## Written problem
From the entries below, extract every line that contains the word "distant".

## Dataset rows
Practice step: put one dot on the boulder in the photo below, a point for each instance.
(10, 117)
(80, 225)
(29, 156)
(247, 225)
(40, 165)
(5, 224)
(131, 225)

* * *

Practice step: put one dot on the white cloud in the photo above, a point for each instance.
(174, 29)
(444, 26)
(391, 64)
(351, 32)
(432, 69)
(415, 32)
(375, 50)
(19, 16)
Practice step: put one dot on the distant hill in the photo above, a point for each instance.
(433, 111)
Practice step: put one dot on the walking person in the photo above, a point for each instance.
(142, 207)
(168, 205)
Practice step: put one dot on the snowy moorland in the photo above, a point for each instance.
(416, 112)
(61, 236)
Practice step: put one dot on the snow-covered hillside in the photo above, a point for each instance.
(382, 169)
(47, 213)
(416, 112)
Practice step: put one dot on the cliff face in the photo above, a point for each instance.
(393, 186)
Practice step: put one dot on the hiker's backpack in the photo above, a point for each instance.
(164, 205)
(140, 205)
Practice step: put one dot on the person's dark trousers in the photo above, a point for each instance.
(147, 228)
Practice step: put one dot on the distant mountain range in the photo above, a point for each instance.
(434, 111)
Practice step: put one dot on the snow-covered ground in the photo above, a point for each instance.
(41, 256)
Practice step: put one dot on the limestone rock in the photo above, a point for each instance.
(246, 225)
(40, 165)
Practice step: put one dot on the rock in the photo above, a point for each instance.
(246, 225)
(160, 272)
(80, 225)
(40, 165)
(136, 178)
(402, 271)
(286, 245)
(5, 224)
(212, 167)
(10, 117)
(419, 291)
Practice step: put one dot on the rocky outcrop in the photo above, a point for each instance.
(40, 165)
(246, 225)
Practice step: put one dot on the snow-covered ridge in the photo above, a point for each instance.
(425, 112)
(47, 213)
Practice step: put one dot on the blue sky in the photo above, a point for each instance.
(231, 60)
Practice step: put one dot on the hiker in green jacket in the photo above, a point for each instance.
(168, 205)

## The solution
Practice step: put one dot on the distant hill in the photo above, a point for each instance.
Practice step: put one dot on the distant mountain range in the photo above, a point for each instance.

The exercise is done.